_Le sfide_
(a) Riassumi in due frasi la presentazione delle briciole di recensione irrazionali.
(b) Prosegui la presentazione delle briciole di recensione irrazionali dal punto in cui si ferma.

Presentazione


Presentazione

Questo spazio è dedicato agli appunti, alle briciole di recensione irrazionali, che colgo, da lettore appassionato e spesso rapsodico, nei miei viaggi verso la lentezza e la riflessione. Briciole di recensione irrazionali dunque.

Briciole perché sono brevi, a-sistemiche, frammentarie, come un certo spirito moderno pretende. Non sono delle vere recensioni. Queste hanno uno schema e una forma ben precisa, mentre i miei sono più che altro appunti colti sul momento, associazioni d’idee, giudizi dettati dalle impressioni di un istante, da una predisposizione d'animo subitaneo, da un fischio di treno... E perciò li definisco irrazionali. Perché sfuggono da un qualsiasi schema predefinito, perché sono intermittenti, perché nella scelta di un libro, per via di una congenita voracità, spesso non seguo linee e percorsi definiti dalle letture precedenti, ma mi lascio trasportare dagli ammiccamenti o dalle smorfie di sfida che un libro sulla mensola della libreria mi lancia.

_Estratto dei dati_

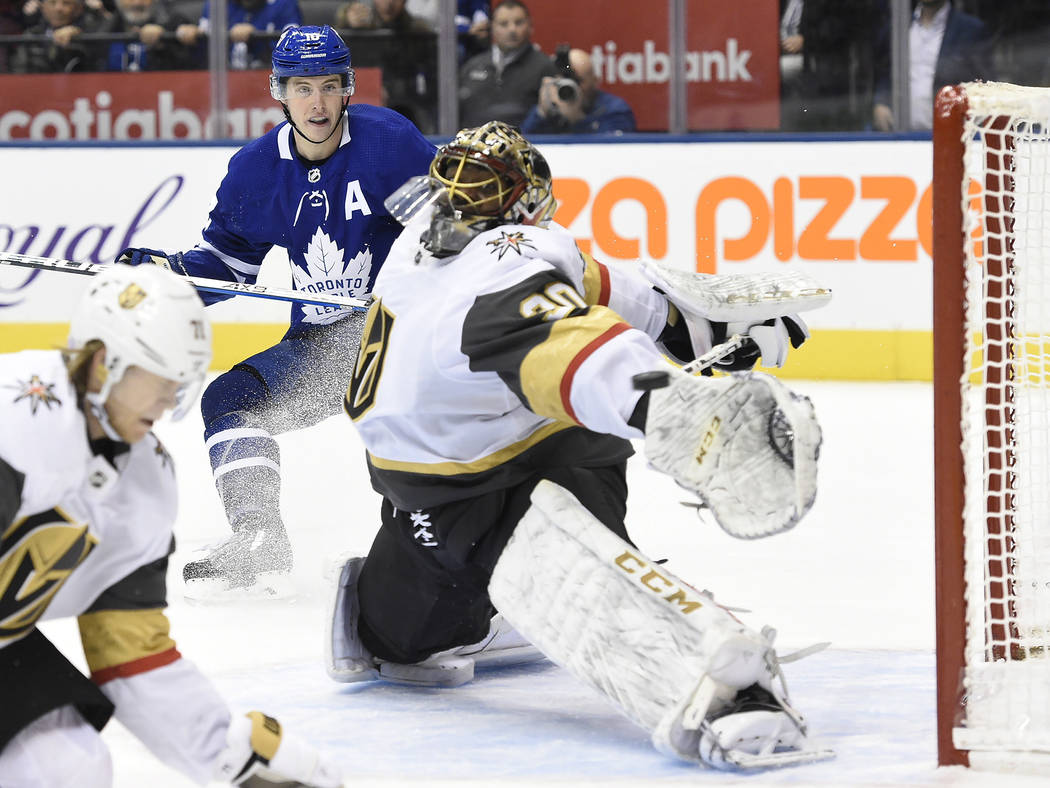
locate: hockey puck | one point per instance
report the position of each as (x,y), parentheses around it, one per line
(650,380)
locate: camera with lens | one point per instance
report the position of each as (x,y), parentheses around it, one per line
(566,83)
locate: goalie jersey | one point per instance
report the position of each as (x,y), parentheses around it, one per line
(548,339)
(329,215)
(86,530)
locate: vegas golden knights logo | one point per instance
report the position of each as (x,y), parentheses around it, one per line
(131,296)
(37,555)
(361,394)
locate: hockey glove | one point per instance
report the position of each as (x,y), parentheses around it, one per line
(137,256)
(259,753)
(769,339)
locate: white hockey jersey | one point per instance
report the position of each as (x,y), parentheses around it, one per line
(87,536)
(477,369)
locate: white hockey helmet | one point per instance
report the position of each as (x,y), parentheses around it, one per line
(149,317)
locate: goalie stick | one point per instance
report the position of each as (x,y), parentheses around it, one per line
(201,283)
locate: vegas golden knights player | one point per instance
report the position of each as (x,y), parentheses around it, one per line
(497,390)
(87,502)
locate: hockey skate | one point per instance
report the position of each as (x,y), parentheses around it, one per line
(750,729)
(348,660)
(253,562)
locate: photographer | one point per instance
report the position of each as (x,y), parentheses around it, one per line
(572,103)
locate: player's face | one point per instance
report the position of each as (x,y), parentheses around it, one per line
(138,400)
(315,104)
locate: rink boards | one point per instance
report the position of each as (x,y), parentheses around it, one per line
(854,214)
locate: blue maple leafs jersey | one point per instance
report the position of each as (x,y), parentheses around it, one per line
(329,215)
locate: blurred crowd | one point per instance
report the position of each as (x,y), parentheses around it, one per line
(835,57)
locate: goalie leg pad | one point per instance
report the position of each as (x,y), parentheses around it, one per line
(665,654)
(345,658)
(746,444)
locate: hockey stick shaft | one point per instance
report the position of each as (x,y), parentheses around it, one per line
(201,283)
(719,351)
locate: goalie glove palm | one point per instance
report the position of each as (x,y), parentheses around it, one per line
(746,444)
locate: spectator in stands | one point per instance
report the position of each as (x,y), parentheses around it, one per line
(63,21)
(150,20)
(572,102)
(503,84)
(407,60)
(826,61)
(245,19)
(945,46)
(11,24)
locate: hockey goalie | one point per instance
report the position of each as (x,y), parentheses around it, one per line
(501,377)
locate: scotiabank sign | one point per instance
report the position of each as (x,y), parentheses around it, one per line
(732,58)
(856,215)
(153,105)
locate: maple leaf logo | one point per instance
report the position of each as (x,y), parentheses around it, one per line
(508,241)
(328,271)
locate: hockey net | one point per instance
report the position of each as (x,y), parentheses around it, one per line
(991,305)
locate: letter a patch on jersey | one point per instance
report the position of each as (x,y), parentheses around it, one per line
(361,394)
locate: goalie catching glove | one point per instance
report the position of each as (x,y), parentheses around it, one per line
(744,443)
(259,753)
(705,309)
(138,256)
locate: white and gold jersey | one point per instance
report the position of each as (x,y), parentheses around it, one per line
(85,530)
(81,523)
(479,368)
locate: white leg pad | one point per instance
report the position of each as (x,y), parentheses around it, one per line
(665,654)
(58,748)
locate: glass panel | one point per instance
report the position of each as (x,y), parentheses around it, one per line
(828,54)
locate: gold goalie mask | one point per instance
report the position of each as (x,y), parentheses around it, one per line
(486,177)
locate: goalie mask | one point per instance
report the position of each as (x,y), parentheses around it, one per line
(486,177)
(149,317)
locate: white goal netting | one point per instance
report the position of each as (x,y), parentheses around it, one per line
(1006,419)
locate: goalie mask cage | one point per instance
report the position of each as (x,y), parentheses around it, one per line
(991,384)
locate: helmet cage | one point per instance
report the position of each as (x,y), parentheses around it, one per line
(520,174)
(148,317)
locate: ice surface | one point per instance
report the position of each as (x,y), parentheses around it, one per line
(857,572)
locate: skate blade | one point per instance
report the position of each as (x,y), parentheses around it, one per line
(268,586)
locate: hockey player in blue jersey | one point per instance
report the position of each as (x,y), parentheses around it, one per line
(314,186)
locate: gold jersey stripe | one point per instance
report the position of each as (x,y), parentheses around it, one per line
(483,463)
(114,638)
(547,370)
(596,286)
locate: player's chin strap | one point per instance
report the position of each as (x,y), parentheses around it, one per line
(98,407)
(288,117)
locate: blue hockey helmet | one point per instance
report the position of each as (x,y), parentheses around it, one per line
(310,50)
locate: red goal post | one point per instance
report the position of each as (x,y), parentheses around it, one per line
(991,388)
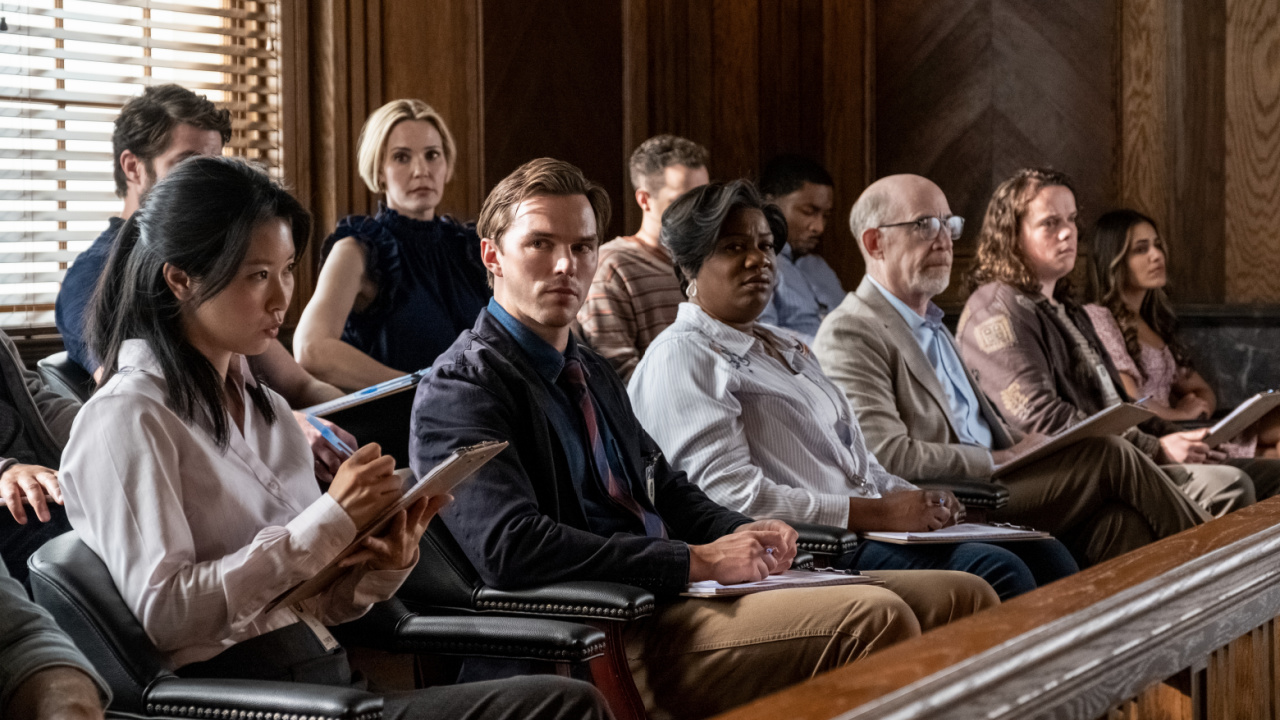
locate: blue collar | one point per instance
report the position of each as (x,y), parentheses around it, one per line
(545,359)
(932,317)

_Le risposte_
(a) Lo spazio raccoglie appunti presi al momento da un lettore appassionato e spesso rapsodico, che li chiama briciole di recensione irrazionali. Sono briciole perché brevi e frammentarie, e irrazionali perché, a differenza delle vere recensioni, sfuggono a ogni schema e nascono da impressioni passeggere, come accade anche nella scelta dei libri, guidata dalla voracità più che da percorsi definiti.

(b)
È un modo insomma di coltivare, di giocare, di prendere vanamente in giro la memoria, per conservare, catalogare e archiviare frammenti di ricordi e suggestioni che un giorno, magari, potranno farmi sorridere e, perché no, commuovere.

30 giu 2016

Sodoma e Gomorra - Marcel Proust (Romanzo - 1921/22)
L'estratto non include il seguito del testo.